↓

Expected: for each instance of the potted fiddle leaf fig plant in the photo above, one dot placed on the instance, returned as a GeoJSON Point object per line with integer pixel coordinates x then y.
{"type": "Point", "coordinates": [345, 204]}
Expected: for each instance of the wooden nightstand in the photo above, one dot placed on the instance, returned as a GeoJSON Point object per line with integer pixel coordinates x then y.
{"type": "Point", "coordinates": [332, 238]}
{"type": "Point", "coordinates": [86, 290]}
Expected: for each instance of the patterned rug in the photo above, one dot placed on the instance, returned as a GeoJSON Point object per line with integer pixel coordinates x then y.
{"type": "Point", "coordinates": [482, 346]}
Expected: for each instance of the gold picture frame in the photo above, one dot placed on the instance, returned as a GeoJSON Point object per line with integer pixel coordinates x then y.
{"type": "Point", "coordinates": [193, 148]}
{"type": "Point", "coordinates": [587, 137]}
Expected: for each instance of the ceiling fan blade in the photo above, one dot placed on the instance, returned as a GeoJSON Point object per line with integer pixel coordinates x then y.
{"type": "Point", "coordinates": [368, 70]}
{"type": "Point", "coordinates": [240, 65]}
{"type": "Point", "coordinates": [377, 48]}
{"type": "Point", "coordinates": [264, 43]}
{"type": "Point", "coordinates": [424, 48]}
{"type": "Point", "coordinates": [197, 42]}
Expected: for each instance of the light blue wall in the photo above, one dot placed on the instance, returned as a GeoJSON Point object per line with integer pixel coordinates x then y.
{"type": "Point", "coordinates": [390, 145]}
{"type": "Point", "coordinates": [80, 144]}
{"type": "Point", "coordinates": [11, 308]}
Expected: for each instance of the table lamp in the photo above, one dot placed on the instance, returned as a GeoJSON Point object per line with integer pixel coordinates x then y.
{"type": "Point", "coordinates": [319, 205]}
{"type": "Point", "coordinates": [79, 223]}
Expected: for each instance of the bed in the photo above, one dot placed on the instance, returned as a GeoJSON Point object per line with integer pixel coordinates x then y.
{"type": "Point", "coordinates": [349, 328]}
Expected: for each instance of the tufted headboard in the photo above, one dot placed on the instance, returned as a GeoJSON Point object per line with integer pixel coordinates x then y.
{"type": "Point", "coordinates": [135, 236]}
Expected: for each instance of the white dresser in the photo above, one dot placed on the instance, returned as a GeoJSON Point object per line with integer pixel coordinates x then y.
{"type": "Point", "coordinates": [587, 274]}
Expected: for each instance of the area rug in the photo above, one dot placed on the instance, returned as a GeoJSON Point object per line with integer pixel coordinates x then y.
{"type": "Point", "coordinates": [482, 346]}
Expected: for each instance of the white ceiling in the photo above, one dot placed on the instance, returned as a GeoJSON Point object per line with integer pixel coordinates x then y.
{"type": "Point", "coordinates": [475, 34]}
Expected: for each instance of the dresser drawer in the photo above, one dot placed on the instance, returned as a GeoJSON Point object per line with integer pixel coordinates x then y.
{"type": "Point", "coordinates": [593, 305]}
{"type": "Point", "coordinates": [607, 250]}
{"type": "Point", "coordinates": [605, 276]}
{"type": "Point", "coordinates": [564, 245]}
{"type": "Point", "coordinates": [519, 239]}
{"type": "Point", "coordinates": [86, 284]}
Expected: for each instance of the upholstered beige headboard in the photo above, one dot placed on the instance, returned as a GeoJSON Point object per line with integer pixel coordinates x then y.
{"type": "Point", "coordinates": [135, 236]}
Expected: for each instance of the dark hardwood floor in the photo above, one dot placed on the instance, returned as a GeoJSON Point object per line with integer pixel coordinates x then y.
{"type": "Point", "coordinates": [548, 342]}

↑

Prompt> The required output is all of the material, word for word.

Answer below>
Expected: for each instance of the potted fiddle leaf fig plant in the photo above, one dot placed on the instance, returned as a GeoJSON Point object per line with integer pixel coordinates x then y.
{"type": "Point", "coordinates": [345, 204]}
Expected: for each instance of the wooden nightstand in the photo above, one dot placed on the instance, returned as a GeoJSON Point object per line with integer pixel coordinates x then y.
{"type": "Point", "coordinates": [332, 238]}
{"type": "Point", "coordinates": [86, 290]}
Expected: for each instance of the patterned rug in the photo above, one dot placed on the instance, returned as a GeoJSON Point object per line with integer pixel coordinates x then y.
{"type": "Point", "coordinates": [482, 346]}
Expected: for each instance of the gold picture frame in the photo above, one dot placed on the instance, returned as a GeoJSON Point object per line with integer pixel coordinates x then y.
{"type": "Point", "coordinates": [193, 148]}
{"type": "Point", "coordinates": [587, 137]}
Expected: for each instance of the ceiling fan blade in the photo above, one dot placed on the instance, returned as a GeoJSON Point object per line with integer pixel coordinates x then y.
{"type": "Point", "coordinates": [368, 70]}
{"type": "Point", "coordinates": [240, 65]}
{"type": "Point", "coordinates": [377, 48]}
{"type": "Point", "coordinates": [264, 43]}
{"type": "Point", "coordinates": [424, 48]}
{"type": "Point", "coordinates": [197, 42]}
Expected: for each instance of the light blue wall in the photo above, one dot placed on the instance, returned as a GeoJSON Point object per line with integer pixel coordinates x then y.
{"type": "Point", "coordinates": [390, 145]}
{"type": "Point", "coordinates": [80, 144]}
{"type": "Point", "coordinates": [11, 308]}
Expected: for each instance of the table lamp in the photo above, one dot placed on the instance, returned as a GeoJSON Point object per line with integer pixel coordinates x then y.
{"type": "Point", "coordinates": [319, 205]}
{"type": "Point", "coordinates": [79, 223]}
Expected: for each instance of the bed in the photo above, one dot placed on the instance, returned as a GeoJSON Point object per line with integer pixel coordinates x then y.
{"type": "Point", "coordinates": [349, 328]}
Expected: for each instance of the tufted headboard in the photo above, one dot placed on the instance, returned as a GeoJSON Point object per line with integer pixel coordinates x then y.
{"type": "Point", "coordinates": [135, 236]}
Expected: for each instance of the white dresser in the photo above, one dot placed on the instance, returned as a GeoJSON Point object per line with integer pixel coordinates x then y.
{"type": "Point", "coordinates": [587, 274]}
Expected: for each instance of the area rug in the photo above, one dot placed on the instance, returned as a GeoJSON Point object per line with integer pixel coordinates x then y.
{"type": "Point", "coordinates": [482, 346]}
Expected: for each instance of the white ceiling in the photo above, one dot placed on the instance, returned as a GeoJSON Point object per line with integer pixel coordinates x then y.
{"type": "Point", "coordinates": [475, 34]}
Expected: for each instance of the dresser drawer in the photo above, one dot placed on the instance, returned as a GeoJSON Point object per line with integer pixel coordinates x then y.
{"type": "Point", "coordinates": [593, 305]}
{"type": "Point", "coordinates": [607, 250]}
{"type": "Point", "coordinates": [605, 276]}
{"type": "Point", "coordinates": [564, 245]}
{"type": "Point", "coordinates": [519, 239]}
{"type": "Point", "coordinates": [86, 284]}
Expected: for each instance of the upholstered beige headboard in the photo above, one dot placed on the instance, returned as a GeoJSON Point object per line with integer pixel coordinates x then y.
{"type": "Point", "coordinates": [135, 236]}
Expected: for each instance of the dark hardwood floor in the photo above, one dot placed on the instance, returned as a GeoJSON Point object per line with integer pixel coordinates x then y.
{"type": "Point", "coordinates": [548, 342]}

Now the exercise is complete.